** SELECTED EXCERPT **
************
We can find the electric field inside the paint layer by applying Gauss Law: the total flux of the electric field through a gaussian surface is equal to the charge contained within the surface divided by the vacuum permittivity, mathematically:

$\int EdS = \frac{q}{\epsilon_0}$

where

E is the electric field

dS is the element of surface

q is the charge within the gaussian surface

$\epsilon_0 = 8.85\cdot 10^{-12}F/m$ is the vacuum permittivity

Here we want to find the electric field just inside the paint layer, so we take a sphere of radius $r$ as Gaussian surface, where

R = 6.5 cm = 0.065 m is the radius of the plastic sphere (half the diameter)
************
** TASK 1 **
Repeat the entries word for word, beginning at their first line and stopping after the line that contains "column 157, row 160". Leave the pictures out of your answer.

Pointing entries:
************
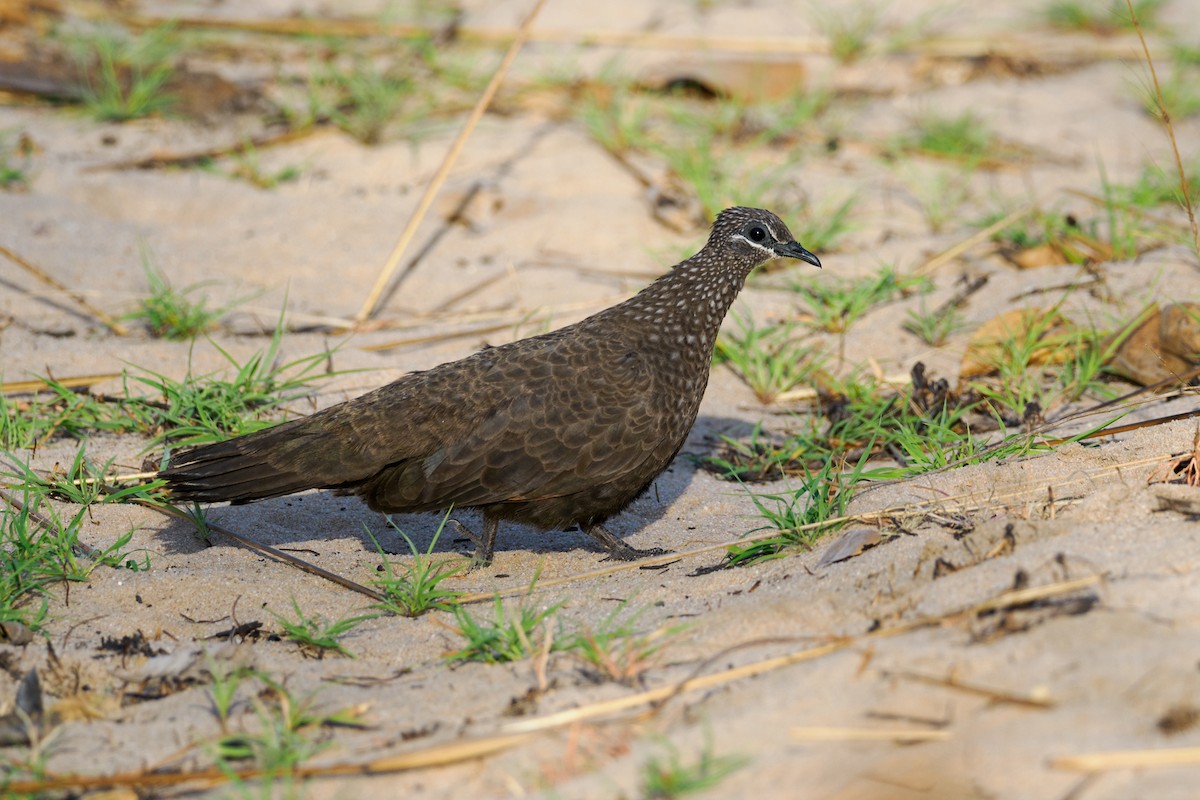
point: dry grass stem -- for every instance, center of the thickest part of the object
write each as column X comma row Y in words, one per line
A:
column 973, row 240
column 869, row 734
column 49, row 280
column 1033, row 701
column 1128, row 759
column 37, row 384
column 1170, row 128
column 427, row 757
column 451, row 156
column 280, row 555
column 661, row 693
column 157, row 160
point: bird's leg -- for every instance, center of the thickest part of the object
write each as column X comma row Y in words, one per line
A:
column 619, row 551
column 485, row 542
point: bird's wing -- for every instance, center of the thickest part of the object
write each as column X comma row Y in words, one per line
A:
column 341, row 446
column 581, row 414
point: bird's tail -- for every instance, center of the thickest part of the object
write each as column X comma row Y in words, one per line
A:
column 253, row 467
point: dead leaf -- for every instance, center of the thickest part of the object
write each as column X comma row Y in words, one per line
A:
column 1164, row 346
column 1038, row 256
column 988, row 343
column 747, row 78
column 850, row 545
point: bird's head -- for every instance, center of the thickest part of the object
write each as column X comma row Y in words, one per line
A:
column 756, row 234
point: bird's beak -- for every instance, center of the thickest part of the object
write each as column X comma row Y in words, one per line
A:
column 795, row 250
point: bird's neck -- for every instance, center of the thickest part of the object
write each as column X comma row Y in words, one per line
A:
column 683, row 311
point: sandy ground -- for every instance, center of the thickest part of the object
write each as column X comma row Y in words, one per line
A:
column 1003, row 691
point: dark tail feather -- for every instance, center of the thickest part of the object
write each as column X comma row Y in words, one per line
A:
************
** TASK 2 **
Quote the Gauss's law explanation exactly, beginning at the words "E is the electric" and stopping after the words "(half the diameter)".

** FINAL RESULT 1 **
point: dry grass stem -- for every instance, center of the thickest part of the object
write each as column X comma row Y in words, one per line
A:
column 973, row 240
column 869, row 734
column 49, row 280
column 1033, row 701
column 1128, row 759
column 37, row 384
column 1170, row 128
column 427, row 757
column 451, row 156
column 280, row 555
column 661, row 693
column 157, row 160

** FINAL RESULT 2 **
E is the electric field

dS is the element of surface

q is the charge within the gaussian surface

$\epsilon_0 = 8.85\cdot 10^{-12}F/m$ is the vacuum permittivity

Here we want to find the electric field just inside the paint layer, so we take a sphere of radius $r$ as Gaussian surface, where

R = 6.5 cm = 0.065 m is the radius of the plastic sphere (half the diameter)